* **Entries provided**

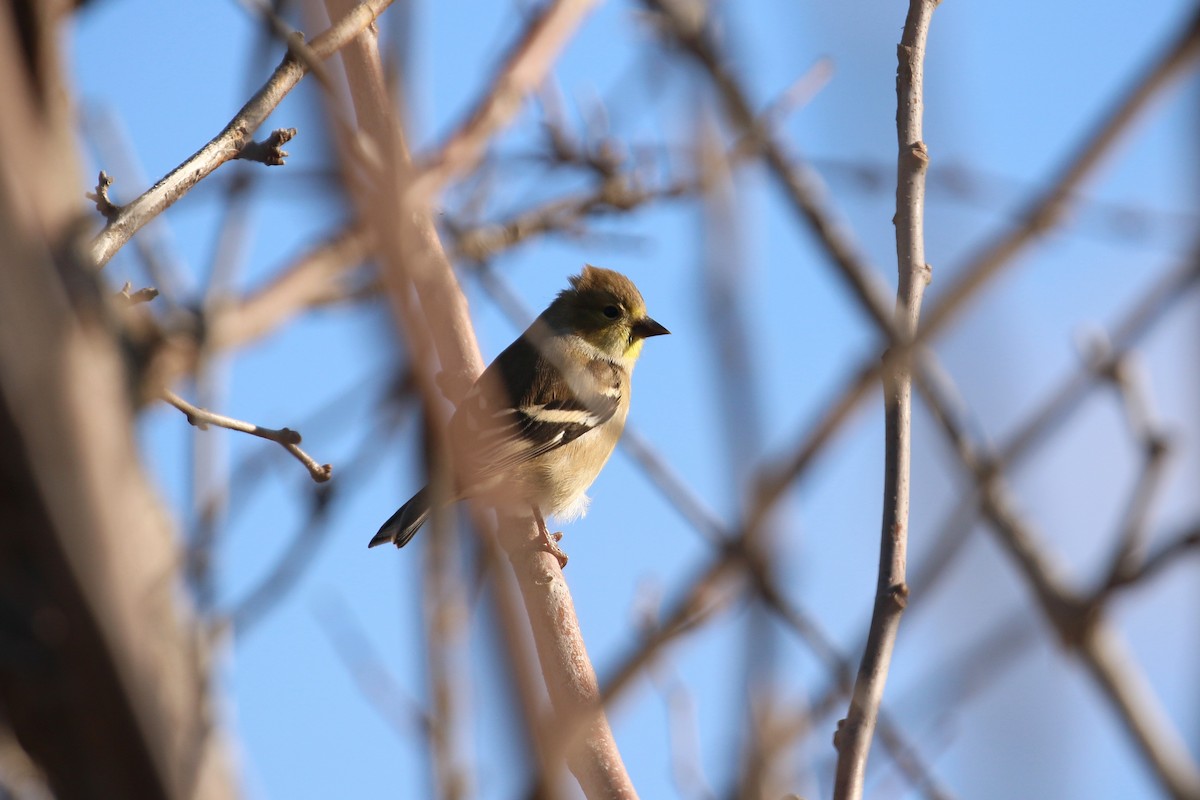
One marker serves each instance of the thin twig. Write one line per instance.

* * *

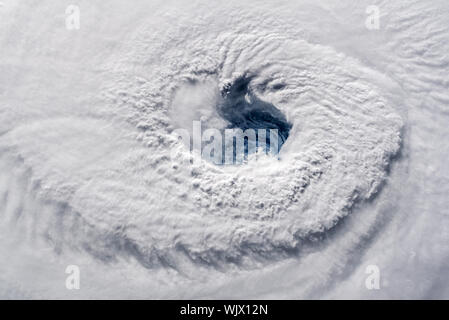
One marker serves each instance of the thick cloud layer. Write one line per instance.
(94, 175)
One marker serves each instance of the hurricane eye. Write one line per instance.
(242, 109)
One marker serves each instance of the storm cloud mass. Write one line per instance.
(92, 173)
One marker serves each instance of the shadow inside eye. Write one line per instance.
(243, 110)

* **Given problem**
List every row above that contains the word "instance", matching case exactly.

* **Solution**
One marker serves each instance of the thin twig. Write one line per instance.
One marker serves each instance of the thick cloud layer. Write one line per instance.
One marker serves each instance of the hurricane eye. Write one line per instance.
One marker serves each instance of the storm cloud mass. Write one line per instance.
One marker serves each instance of the shadow inside eye. Write one line per instance.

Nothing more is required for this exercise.